==== DATA PROVIDED
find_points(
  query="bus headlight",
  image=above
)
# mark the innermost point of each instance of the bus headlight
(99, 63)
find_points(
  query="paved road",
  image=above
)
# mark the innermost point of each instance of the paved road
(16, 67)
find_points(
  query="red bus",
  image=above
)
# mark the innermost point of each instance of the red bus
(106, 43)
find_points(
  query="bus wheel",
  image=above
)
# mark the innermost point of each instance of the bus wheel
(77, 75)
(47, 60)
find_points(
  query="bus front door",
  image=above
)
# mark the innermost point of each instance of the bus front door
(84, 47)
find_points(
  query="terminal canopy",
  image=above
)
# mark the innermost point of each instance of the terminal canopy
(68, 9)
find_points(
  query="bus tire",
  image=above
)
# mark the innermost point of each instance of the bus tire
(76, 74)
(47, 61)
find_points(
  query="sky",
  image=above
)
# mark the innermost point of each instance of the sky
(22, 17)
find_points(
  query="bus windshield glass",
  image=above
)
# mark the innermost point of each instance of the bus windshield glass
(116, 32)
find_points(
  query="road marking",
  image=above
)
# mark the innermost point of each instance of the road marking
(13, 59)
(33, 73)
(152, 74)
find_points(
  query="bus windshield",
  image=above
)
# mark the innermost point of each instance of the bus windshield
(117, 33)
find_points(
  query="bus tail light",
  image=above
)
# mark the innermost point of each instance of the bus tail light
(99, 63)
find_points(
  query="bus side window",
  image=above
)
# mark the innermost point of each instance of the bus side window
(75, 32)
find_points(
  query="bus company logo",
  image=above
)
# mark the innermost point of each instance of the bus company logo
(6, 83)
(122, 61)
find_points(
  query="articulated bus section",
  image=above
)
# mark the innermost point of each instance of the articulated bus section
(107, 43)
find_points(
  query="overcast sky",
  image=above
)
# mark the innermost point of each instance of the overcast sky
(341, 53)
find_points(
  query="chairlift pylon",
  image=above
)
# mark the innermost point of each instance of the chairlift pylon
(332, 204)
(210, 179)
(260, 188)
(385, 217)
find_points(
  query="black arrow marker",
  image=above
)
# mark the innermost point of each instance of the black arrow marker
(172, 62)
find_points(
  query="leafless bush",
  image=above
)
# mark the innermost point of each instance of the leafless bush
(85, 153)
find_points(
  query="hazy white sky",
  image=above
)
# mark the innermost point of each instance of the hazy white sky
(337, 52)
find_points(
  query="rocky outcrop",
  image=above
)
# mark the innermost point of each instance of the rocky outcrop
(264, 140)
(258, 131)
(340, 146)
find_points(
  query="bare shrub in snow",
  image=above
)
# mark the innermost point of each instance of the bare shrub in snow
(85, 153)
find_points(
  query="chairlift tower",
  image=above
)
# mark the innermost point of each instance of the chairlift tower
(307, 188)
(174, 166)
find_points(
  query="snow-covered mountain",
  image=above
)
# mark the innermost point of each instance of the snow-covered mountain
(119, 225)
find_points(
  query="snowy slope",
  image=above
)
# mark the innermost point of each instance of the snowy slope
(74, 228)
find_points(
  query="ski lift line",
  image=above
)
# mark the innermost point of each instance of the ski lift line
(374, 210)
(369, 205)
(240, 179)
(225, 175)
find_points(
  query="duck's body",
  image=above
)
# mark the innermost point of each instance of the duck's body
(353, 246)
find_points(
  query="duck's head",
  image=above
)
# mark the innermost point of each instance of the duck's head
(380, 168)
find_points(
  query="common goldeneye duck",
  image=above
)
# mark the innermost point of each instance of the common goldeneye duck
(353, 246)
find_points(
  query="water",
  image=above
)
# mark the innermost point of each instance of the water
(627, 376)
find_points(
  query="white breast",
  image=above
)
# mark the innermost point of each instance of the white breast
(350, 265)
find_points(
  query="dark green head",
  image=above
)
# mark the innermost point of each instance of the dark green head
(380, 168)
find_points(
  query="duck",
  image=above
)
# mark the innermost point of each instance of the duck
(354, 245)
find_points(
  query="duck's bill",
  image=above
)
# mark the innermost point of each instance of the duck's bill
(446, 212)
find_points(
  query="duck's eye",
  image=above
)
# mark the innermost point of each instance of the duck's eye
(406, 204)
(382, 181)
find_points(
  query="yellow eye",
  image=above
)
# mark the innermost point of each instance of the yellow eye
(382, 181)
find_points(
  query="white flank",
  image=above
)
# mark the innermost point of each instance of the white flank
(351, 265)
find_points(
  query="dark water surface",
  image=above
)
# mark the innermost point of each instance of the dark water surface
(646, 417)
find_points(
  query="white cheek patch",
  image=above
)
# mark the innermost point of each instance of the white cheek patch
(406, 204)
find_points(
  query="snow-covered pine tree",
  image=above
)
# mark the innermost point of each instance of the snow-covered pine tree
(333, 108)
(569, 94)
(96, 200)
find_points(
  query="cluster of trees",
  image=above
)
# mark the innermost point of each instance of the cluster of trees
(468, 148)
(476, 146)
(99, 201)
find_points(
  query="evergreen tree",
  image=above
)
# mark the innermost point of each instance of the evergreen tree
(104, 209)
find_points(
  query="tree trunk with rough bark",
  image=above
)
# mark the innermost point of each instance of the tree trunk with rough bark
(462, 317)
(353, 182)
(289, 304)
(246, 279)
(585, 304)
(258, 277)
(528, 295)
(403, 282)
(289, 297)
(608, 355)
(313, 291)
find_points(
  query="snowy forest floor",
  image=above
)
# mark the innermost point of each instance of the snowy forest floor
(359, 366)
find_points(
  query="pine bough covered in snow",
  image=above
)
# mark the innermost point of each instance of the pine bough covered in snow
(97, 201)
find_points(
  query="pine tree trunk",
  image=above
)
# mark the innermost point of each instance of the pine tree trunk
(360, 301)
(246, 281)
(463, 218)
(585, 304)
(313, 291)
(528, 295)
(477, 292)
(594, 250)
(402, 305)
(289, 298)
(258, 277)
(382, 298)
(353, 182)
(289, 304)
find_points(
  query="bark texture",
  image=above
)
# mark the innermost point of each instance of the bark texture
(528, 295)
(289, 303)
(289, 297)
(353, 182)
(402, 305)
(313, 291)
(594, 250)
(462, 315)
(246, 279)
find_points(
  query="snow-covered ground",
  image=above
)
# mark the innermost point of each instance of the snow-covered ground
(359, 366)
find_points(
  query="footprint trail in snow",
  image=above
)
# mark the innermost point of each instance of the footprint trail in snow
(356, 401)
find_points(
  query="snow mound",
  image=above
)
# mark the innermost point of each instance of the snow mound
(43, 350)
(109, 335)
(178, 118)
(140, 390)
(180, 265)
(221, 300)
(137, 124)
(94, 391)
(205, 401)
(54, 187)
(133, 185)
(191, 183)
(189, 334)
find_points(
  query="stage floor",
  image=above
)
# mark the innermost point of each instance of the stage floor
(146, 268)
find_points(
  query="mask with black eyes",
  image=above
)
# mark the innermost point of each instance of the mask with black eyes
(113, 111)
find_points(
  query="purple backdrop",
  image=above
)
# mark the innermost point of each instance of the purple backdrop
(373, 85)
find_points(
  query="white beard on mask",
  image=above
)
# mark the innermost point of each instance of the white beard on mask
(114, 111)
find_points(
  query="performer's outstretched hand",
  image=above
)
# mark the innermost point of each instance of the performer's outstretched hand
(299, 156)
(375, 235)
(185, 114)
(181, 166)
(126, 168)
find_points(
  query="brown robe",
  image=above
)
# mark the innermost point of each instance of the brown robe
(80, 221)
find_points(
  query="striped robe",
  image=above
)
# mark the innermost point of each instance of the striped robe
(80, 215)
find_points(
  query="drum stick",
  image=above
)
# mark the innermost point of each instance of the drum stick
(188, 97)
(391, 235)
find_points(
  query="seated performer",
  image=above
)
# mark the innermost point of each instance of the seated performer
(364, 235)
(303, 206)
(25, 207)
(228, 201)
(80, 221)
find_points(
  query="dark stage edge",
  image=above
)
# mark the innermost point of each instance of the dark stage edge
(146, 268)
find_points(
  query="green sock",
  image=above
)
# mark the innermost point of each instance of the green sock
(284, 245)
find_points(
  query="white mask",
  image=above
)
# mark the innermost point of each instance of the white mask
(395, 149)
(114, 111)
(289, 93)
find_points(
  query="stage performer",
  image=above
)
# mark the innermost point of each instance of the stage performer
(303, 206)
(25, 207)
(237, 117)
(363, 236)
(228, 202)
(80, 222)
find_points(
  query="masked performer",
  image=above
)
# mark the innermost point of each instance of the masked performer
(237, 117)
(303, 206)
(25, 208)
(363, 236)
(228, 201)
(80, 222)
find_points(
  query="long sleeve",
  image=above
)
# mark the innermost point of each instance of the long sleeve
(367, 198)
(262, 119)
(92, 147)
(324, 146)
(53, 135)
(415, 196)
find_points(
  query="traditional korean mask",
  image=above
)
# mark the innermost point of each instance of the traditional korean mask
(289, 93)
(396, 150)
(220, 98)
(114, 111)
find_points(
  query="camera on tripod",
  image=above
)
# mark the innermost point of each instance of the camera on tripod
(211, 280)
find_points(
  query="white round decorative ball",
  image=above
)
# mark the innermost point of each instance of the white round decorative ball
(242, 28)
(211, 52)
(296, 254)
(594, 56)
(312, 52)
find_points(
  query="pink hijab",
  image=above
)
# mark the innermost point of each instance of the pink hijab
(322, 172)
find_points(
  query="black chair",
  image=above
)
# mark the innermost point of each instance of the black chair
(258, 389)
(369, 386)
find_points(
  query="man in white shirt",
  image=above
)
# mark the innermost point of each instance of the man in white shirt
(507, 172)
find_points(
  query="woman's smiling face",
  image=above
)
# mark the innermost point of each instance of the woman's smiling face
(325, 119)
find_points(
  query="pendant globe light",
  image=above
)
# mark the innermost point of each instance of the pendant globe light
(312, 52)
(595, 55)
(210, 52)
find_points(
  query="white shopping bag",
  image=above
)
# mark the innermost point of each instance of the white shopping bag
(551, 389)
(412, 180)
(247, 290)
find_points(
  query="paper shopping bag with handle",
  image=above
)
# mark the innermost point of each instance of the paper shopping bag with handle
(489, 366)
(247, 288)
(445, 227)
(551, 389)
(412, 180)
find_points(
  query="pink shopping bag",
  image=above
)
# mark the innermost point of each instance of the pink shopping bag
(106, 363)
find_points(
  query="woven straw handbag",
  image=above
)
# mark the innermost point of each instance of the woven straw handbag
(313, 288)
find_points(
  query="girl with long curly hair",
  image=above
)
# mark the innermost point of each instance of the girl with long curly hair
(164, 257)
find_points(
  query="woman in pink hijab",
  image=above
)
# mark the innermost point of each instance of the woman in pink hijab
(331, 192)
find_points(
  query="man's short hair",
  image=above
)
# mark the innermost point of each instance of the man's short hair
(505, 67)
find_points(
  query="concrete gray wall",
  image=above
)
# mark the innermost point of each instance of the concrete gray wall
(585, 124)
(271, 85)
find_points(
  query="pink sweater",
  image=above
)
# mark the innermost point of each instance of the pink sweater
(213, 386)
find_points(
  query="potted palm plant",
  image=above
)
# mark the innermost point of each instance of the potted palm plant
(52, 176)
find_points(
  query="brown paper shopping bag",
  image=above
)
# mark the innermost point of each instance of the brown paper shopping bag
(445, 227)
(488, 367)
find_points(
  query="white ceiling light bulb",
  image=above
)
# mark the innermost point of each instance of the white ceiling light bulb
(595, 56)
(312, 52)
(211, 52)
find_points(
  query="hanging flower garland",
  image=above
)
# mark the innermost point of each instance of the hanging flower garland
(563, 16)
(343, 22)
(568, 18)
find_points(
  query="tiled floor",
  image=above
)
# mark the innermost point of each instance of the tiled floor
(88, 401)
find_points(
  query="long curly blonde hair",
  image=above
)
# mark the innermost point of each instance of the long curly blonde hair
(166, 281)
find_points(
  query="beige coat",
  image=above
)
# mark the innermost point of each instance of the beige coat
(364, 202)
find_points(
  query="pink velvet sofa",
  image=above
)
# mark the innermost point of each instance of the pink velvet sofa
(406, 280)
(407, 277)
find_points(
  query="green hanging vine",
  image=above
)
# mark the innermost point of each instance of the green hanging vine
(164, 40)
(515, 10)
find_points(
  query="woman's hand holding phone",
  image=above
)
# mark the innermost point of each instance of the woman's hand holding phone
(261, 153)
========
• [TASK INSTRUCTIONS] Return, unchanged, every line above that contains the word "short".

• [THE RESPONSE]
  query="man's short hair",
# mark the innermost point of each instance of the man's short hair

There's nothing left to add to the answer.